Given exercise A » Rewrite the stretch of the records below, from their start through the line containing "226;114;422;294", as a JSON list of strings with one string per line and blank lines omitted. Leave the picture out of the list.

********************

Applying Nearest Neighbors

Introduction

In the last lesson we derived the nearest neighbor formula. Nearest neighbors is a powerful algorithm because it allows us to predict other attributes about people using their proximity data. For example, those who live in a particular neighborhood may be more likely to be a certain age or have similar interests. Using proximity, we might even be able to determine whether their likelihood to purchase a product approximates that of their neighbors.

In this lesson we'll see how the nearest neighbors algorithm allows us to make predictions with data. We will also look at the workflow for machine learning in general and see some of the common struggles that we experience when applying a machine learning algorithm.

Learning Objectives

  • See the machine learning process of Collect, Explore, Train, and Predict
  • Use the nearest neighbors algorithm to predict other information about users
  • See common tensions with machine learning algorithms

Explore the data (again)

Once again, here are the locations of Bob and our customers. This time let's add a fourth column for the number of purchases per year.

********************

Given exercise B » Repeat the lesson on applying nearest neighbors above, word for word.

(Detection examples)

********************

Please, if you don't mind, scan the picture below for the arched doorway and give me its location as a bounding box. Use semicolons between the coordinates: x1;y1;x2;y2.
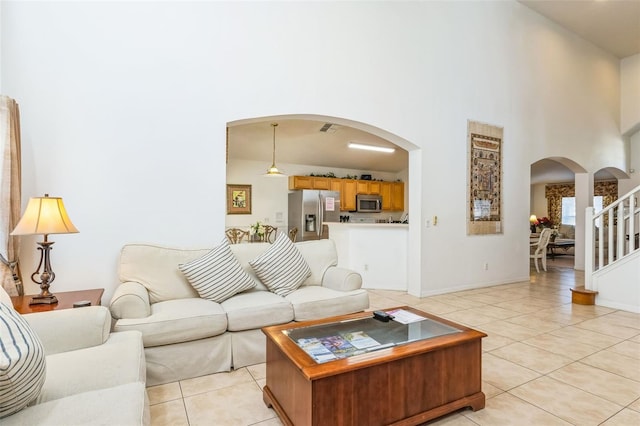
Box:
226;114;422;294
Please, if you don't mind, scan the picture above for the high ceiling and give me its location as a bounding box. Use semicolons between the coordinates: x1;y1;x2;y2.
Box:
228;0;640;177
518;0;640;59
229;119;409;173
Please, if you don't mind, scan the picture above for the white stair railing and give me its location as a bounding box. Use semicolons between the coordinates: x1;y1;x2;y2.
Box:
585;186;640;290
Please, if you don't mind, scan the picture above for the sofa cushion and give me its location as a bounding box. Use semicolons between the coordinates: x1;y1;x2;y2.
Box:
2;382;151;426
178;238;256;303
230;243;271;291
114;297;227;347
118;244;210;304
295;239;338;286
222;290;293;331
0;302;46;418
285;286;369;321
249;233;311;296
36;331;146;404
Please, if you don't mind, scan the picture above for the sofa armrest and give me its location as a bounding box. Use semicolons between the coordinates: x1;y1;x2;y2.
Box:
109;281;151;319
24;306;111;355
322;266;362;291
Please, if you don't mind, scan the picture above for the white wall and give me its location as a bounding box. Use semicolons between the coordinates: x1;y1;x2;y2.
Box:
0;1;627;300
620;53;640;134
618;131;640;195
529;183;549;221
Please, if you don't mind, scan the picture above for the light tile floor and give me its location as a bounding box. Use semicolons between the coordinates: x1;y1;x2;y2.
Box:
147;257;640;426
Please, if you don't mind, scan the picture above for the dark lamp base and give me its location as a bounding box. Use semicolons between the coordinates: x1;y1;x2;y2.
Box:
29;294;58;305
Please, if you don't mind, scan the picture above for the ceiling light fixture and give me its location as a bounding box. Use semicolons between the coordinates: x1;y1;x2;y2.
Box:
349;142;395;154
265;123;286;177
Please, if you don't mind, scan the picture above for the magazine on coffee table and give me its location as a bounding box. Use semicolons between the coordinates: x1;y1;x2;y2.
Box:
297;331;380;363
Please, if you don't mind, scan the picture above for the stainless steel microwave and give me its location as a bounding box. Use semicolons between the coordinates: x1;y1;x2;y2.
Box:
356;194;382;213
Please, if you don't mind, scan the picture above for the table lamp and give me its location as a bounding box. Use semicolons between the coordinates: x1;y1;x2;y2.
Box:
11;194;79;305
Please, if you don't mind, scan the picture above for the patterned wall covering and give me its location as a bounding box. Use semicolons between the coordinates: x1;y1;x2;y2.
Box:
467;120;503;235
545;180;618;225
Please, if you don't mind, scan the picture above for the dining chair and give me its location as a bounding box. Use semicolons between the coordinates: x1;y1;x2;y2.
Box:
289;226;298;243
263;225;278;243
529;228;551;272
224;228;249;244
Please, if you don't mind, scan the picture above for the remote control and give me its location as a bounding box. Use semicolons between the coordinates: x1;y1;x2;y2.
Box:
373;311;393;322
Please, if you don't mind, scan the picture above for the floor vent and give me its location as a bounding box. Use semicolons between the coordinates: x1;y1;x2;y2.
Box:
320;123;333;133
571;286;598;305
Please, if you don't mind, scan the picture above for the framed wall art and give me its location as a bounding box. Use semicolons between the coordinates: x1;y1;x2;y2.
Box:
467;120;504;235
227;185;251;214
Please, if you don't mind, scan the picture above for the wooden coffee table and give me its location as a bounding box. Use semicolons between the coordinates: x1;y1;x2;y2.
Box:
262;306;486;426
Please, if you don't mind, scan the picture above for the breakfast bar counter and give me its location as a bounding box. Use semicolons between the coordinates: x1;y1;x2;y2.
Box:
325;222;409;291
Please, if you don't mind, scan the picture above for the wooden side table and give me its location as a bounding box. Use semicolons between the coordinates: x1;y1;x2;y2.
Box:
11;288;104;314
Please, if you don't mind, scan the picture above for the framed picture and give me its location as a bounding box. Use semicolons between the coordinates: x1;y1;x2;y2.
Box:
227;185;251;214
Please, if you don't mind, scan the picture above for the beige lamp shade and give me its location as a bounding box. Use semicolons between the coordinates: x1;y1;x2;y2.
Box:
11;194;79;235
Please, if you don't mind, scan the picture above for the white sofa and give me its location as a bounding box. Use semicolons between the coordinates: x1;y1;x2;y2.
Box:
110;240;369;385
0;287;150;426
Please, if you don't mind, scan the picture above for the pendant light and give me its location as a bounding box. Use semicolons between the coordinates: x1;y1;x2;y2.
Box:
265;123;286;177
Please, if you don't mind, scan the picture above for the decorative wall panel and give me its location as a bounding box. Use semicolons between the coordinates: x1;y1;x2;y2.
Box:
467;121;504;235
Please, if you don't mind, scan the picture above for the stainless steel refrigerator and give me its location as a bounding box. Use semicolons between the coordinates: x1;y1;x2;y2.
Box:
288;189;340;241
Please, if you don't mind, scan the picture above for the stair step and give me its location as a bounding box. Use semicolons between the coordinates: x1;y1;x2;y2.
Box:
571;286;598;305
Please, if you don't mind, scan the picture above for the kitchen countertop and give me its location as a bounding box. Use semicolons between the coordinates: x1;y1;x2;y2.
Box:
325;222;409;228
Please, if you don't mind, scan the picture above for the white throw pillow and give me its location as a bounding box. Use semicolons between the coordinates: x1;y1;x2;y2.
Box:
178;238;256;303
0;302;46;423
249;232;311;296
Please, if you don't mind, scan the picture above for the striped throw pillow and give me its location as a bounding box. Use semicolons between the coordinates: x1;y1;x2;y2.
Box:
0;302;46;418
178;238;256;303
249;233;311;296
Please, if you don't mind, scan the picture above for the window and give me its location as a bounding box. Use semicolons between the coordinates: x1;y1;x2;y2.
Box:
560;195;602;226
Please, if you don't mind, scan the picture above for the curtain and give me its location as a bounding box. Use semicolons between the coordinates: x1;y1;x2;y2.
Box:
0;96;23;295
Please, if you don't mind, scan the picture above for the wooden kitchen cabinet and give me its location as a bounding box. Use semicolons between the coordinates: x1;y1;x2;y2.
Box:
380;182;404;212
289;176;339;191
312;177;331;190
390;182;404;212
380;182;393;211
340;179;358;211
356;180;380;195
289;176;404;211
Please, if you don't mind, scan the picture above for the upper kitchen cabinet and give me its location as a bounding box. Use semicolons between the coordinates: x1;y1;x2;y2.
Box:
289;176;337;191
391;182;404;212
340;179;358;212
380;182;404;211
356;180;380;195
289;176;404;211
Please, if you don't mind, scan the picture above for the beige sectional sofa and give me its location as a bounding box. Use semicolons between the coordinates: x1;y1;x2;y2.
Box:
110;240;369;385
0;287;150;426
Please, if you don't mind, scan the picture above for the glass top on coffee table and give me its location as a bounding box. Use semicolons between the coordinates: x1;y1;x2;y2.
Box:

********************

Written solution A »
[
  "Please, if you don't mind, scan the picture below for the arched doorway and give me its location as a bounding box. Use semicolons between the coordinates: x1;y1;x2;y2.",
  "Box:",
  "226;114;422;294"
]

Written solution B »
Applying Nearest Neighbors

Introduction

In the last lesson we derived the nearest neighbor formula. Nearest neighbors is a powerful algorithm because it allows us to predict other attributes about people using their proximity data. For example, those who live in a particular neighborhood may be more likely to be a certain age or have similar interests. Using proximity, we might even be able to determine whether their likelihood to purchase a product approximates that of their neighbors.

In this lesson we'll see how the nearest neighbors algorithm allows us to make predictions with data. We will also look at the workflow for machine learning in general and see some of the common struggles that we experience when applying a machine learning algorithm.

Learning Objectives

  • See the machine learning process of Collect, Explore, Train, and Predict
  • Use the nearest neighbors algorithm to predict other information about users
  • See common tensions with machine learning algorithms

Explore the data (again)

Once again, here are the locations of Bob and our customers. This time let's add a fourth column for the number of purchases per year.